Return, word for word, every entry in the listing below, but not its images.
+++
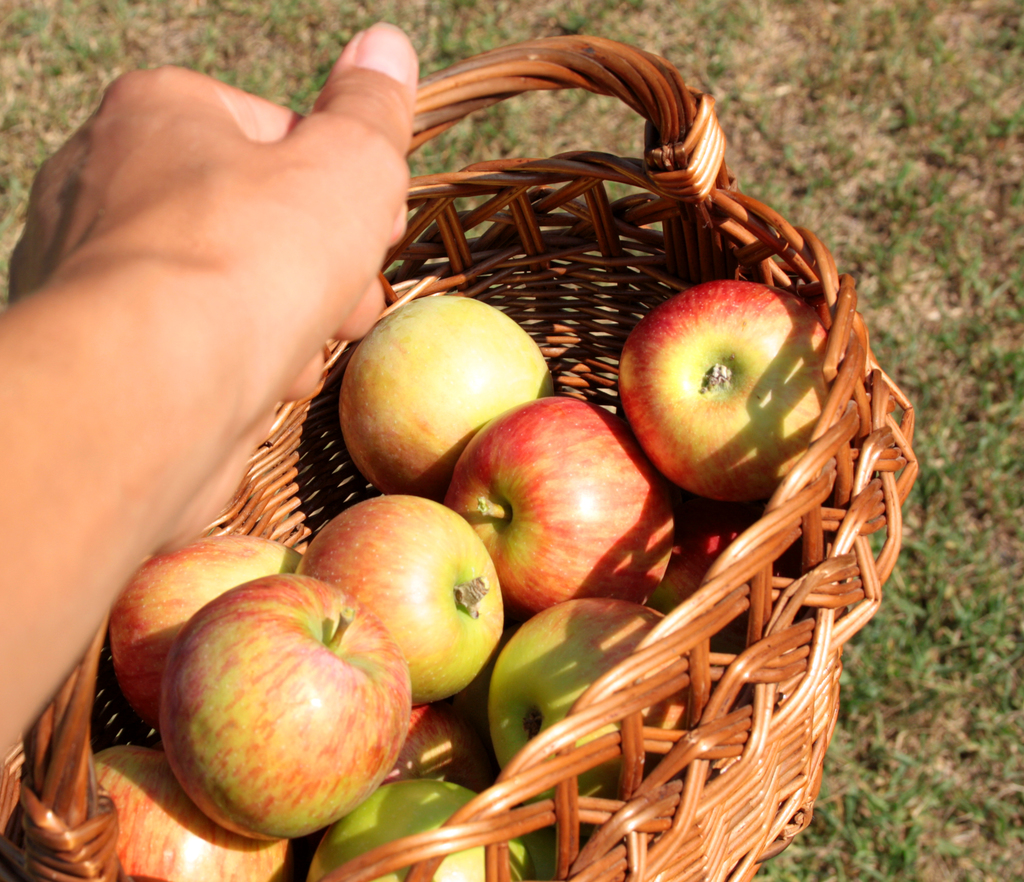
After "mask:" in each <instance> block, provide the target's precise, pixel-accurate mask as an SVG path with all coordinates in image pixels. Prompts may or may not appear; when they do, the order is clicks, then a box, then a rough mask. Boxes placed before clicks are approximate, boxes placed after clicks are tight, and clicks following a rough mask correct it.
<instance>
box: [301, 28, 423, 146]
mask: <svg viewBox="0 0 1024 882" xmlns="http://www.w3.org/2000/svg"><path fill="white" fill-rule="evenodd" d="M419 72H420V65H419V59H418V58H417V56H416V50H415V49H414V48H413V44H412V43H411V42H410V40H409V38H408V37H407V36H406V34H404V33H403V32H402V31H400V30H399V29H398V28H395V27H394V26H393V25H388V24H386V23H383V22H381V23H378V24H377V25H374V26H373V27H372V28H370V29H369V30H367V31H361V32H360V33H358V34H356V35H355V36H354V37H353V38H352V39H351V40H350V41H349V43H348V45H347V46H345V49H344V51H343V52H342V53H341V56H340V57H339V58H338V60H337V61H336V62H335V65H334V68H333V69H332V70H331V73H330V75H329V76H328V79H327V82H326V83H325V84H324V88H323V90H322V91H321V93H319V96H318V97H317V98H316V102H315V103H314V104H313V110H312V113H313V115H315V114H329V115H330V114H333V113H341V114H343V115H344V116H346V117H353V116H354V117H356V118H358V119H361V120H362V121H364V122H372V123H373V124H374V126H375V128H377V129H378V130H379V131H380V132H381V133H383V134H384V135H386V136H387V137H388V139H389V140H390V141H391V142H392V144H393V145H394V146H395V148H396V149H397V150H399V151H400V155H402V156H404V155H406V154H407V153H408V152H409V142H410V139H411V138H412V132H413V108H414V106H415V103H416V86H417V82H418V80H419ZM382 74H383V75H384V76H381V75H382Z"/></svg>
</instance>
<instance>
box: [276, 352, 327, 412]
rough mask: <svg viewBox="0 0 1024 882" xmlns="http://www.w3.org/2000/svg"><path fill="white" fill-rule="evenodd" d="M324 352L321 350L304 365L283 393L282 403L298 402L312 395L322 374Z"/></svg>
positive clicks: (307, 397) (324, 362)
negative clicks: (283, 400)
mask: <svg viewBox="0 0 1024 882" xmlns="http://www.w3.org/2000/svg"><path fill="white" fill-rule="evenodd" d="M324 365H325V360H324V350H323V349H321V351H318V352H317V353H316V354H315V355H313V356H312V358H311V359H310V360H309V361H308V362H307V363H306V366H305V367H304V368H303V369H302V372H301V373H300V374H299V376H297V377H296V378H295V380H293V381H292V385H291V386H290V387H289V389H288V391H287V392H285V398H284V401H286V402H299V401H302V400H303V398H308V397H309V396H310V395H312V393H313V392H314V391H316V385H317V383H319V381H321V377H322V376H323V374H324Z"/></svg>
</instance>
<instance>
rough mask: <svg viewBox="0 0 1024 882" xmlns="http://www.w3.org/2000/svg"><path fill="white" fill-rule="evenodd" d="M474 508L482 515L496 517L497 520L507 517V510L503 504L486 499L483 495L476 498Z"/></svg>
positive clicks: (502, 519) (488, 516)
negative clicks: (481, 514) (474, 505)
mask: <svg viewBox="0 0 1024 882" xmlns="http://www.w3.org/2000/svg"><path fill="white" fill-rule="evenodd" d="M476 510H477V511H479V512H480V514H482V515H483V516H484V517H496V518H498V519H499V520H507V519H508V517H509V512H508V510H507V509H506V508H505V506H504V505H502V504H501V503H499V502H495V501H494V500H490V499H487V498H486V497H485V496H479V497H477V498H476Z"/></svg>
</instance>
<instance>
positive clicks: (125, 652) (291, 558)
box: [110, 536, 301, 728]
mask: <svg viewBox="0 0 1024 882" xmlns="http://www.w3.org/2000/svg"><path fill="white" fill-rule="evenodd" d="M300 556H301V555H300V554H299V553H298V552H297V551H295V550H294V549H292V548H288V547H286V546H284V545H282V544H281V543H280V542H271V541H270V540H269V539H260V538H258V537H255V536H216V537H207V538H205V539H200V540H197V541H196V542H194V543H191V544H190V545H186V546H185V547H184V548H180V549H178V550H177V551H169V552H167V553H166V554H158V555H155V556H154V557H151V558H150V559H148V560H146V561H145V562H144V563H143V564H142V565H141V566H140V568H139V569H138V570H137V571H136V572H135V574H134V575H133V576H132V578H131V580H130V581H129V582H128V584H127V585H126V586H125V588H124V590H123V591H122V592H121V595H120V596H119V597H118V599H117V600H116V601H115V603H114V606H113V607H112V610H111V626H110V634H111V654H112V656H113V657H114V673H115V674H116V675H117V678H118V685H120V686H121V691H122V692H123V694H124V697H125V698H126V699H127V700H128V703H129V704H130V705H131V706H132V709H133V710H134V711H135V713H137V714H138V715H139V718H140V719H142V721H143V722H146V723H148V724H150V725H151V726H153V727H154V728H159V727H160V725H159V723H160V720H159V716H160V678H161V676H162V675H163V673H164V662H165V660H166V659H167V652H168V649H170V647H171V641H172V640H173V639H174V636H175V635H176V634H177V633H178V631H179V630H181V626H182V625H184V623H185V622H187V621H188V619H189V617H190V616H191V615H193V614H194V613H195V612H196V611H197V610H199V608H200V607H201V606H203V605H204V604H205V603H207V602H209V601H210V600H212V599H213V598H214V597H217V596H219V595H220V594H223V593H224V592H225V591H226V590H227V589H228V588H233V587H234V586H236V585H241V584H242V583H243V582H249V581H251V580H252V579H257V578H259V577H260V576H269V575H271V574H274V573H294V572H295V568H296V566H298V564H299V558H300Z"/></svg>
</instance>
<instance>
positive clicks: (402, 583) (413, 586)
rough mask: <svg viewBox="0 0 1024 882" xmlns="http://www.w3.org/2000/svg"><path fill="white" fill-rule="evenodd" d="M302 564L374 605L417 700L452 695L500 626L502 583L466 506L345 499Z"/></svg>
+++
SOLUTION TO THIS TASK -
After "mask:" in each <instance> block, provide the target's precise, pixel-accurate mask as an SVG path with all coordinates in image pixels. Prompts may or may not appear; when they do, the order is clicks, then a box, then a rough mask. Boxes placed before clicks are approximate, boxes placed after clicks are tight, and clicks following a rough mask correct it.
<instance>
box: [301, 28, 423, 146]
mask: <svg viewBox="0 0 1024 882" xmlns="http://www.w3.org/2000/svg"><path fill="white" fill-rule="evenodd" d="M419 72H420V65H419V59H418V58H417V56H416V50H415V49H414V48H413V44H412V43H411V42H410V40H409V38H408V37H407V36H406V34H404V33H403V32H402V31H400V30H399V29H398V28H395V27H394V26H393V25H388V24H386V23H383V22H381V23H378V24H377V25H374V26H373V27H372V28H370V29H369V30H367V31H361V32H360V33H358V34H356V35H355V36H354V37H353V38H352V39H351V40H350V41H349V43H348V45H347V46H345V49H344V51H343V52H342V53H341V56H340V57H339V58H338V60H337V61H336V62H335V65H334V68H333V69H332V70H331V73H330V75H329V76H328V79H327V82H326V83H325V84H324V88H323V90H322V91H321V93H319V96H318V97H317V98H316V102H315V103H314V104H313V110H312V113H313V115H315V114H329V115H330V114H333V113H341V114H343V115H344V116H346V117H353V116H354V117H356V118H358V119H361V120H362V121H364V122H372V123H373V124H374V126H375V128H377V129H378V130H379V131H380V132H381V133H383V134H384V135H386V136H387V137H388V139H389V140H390V141H391V142H392V144H393V145H394V146H395V148H396V149H397V150H399V151H400V155H402V156H404V155H406V154H407V153H408V152H409V142H410V139H411V138H412V132H413V108H414V106H415V103H416V86H417V82H418V80H419ZM382 74H383V75H384V76H381V75H382Z"/></svg>
</instance>
<instance>
box: [276, 352, 327, 412]
rough mask: <svg viewBox="0 0 1024 882" xmlns="http://www.w3.org/2000/svg"><path fill="white" fill-rule="evenodd" d="M324 352L321 350L304 365L283 393L282 403L298 402L312 395L322 374Z"/></svg>
positive clicks: (307, 397) (324, 362)
negative clicks: (283, 400)
mask: <svg viewBox="0 0 1024 882" xmlns="http://www.w3.org/2000/svg"><path fill="white" fill-rule="evenodd" d="M324 365H325V360H324V350H323V349H321V351H318V352H317V353H316V354H315V355H313V356H312V358H311V359H310V360H309V361H308V362H307V363H306V366H305V367H304V368H303V369H302V372H301V373H300V374H299V376H297V377H296V378H295V380H293V381H292V385H291V386H290V387H289V389H288V391H287V392H285V398H284V401H286V402H299V401H302V400H303V398H308V397H309V396H310V395H312V393H313V392H314V391H316V385H317V383H319V381H321V377H322V376H323V374H324Z"/></svg>
</instance>
<instance>
rough mask: <svg viewBox="0 0 1024 882" xmlns="http://www.w3.org/2000/svg"><path fill="white" fill-rule="evenodd" d="M474 508L482 515L496 517L497 520L507 517V510L503 504L486 499L483 495L476 498Z"/></svg>
positive clicks: (502, 519) (488, 516)
negative clicks: (481, 514) (474, 505)
mask: <svg viewBox="0 0 1024 882" xmlns="http://www.w3.org/2000/svg"><path fill="white" fill-rule="evenodd" d="M476 510H477V511H479V512H480V514H482V515H483V516H484V517H496V518H498V519H499V520H507V519H508V517H509V512H508V510H507V509H506V508H505V506H504V505H502V504H501V503H499V502H495V501H494V500H490V499H487V498H486V497H485V496H479V497H477V498H476Z"/></svg>
</instance>
<instance>
positive clicks: (125, 652) (291, 558)
box: [110, 536, 301, 728]
mask: <svg viewBox="0 0 1024 882" xmlns="http://www.w3.org/2000/svg"><path fill="white" fill-rule="evenodd" d="M300 556H301V555H300V554H299V553H298V552H297V551H295V550H294V549H292V548H288V547H286V546H284V545H282V544H281V543H280V542H271V541H270V540H269V539H260V538H258V537H255V536H216V537H207V538H205V539H200V540H197V541H196V542H194V543H191V544H190V545H186V546H185V547H184V548H180V549H178V550H177V551H169V552H167V553H166V554H158V555H155V556H154V557H151V558H150V559H148V560H146V561H145V562H144V563H143V564H142V565H141V566H140V568H139V569H138V570H137V571H136V572H135V574H134V575H133V576H132V578H131V580H130V581H129V582H128V584H127V585H126V586H125V588H124V590H123V591H122V592H121V595H120V596H119V597H118V599H117V600H116V601H115V603H114V606H113V607H112V610H111V626H110V634H111V654H112V656H113V657H114V673H115V674H116V675H117V678H118V685H120V686H121V691H122V692H123V694H124V697H125V698H126V699H127V700H128V703H129V704H130V705H131V706H132V709H133V710H134V711H135V713H137V714H138V715H139V718H140V719H142V721H143V722H146V723H148V724H150V725H151V726H153V727H154V728H159V727H160V725H159V723H160V720H159V716H160V678H161V676H162V675H163V673H164V662H165V660H166V659H167V652H168V649H170V647H171V641H172V640H173V639H174V636H175V635H176V634H177V633H178V631H179V630H181V626H182V625H184V623H185V622H187V621H188V619H189V617H190V616H191V615H193V614H194V613H195V612H196V611H197V610H199V608H200V607H201V606H203V605H204V604H205V603H207V602H209V601H210V600H212V599H213V598H214V597H217V596H219V595H220V594H223V593H224V592H225V591H226V590H227V589H228V588H233V587H234V586H236V585H241V584H242V583H243V582H249V581H251V580H252V579H257V578H259V577H260V576H269V575H271V574H274V573H294V572H295V568H296V566H298V564H299V558H300Z"/></svg>
</instance>
<instance>
positive clicks: (402, 583) (413, 586)
rough mask: <svg viewBox="0 0 1024 882" xmlns="http://www.w3.org/2000/svg"><path fill="white" fill-rule="evenodd" d="M302 564L374 605L417 700L452 695L500 626L502 583L466 506L345 499Z"/></svg>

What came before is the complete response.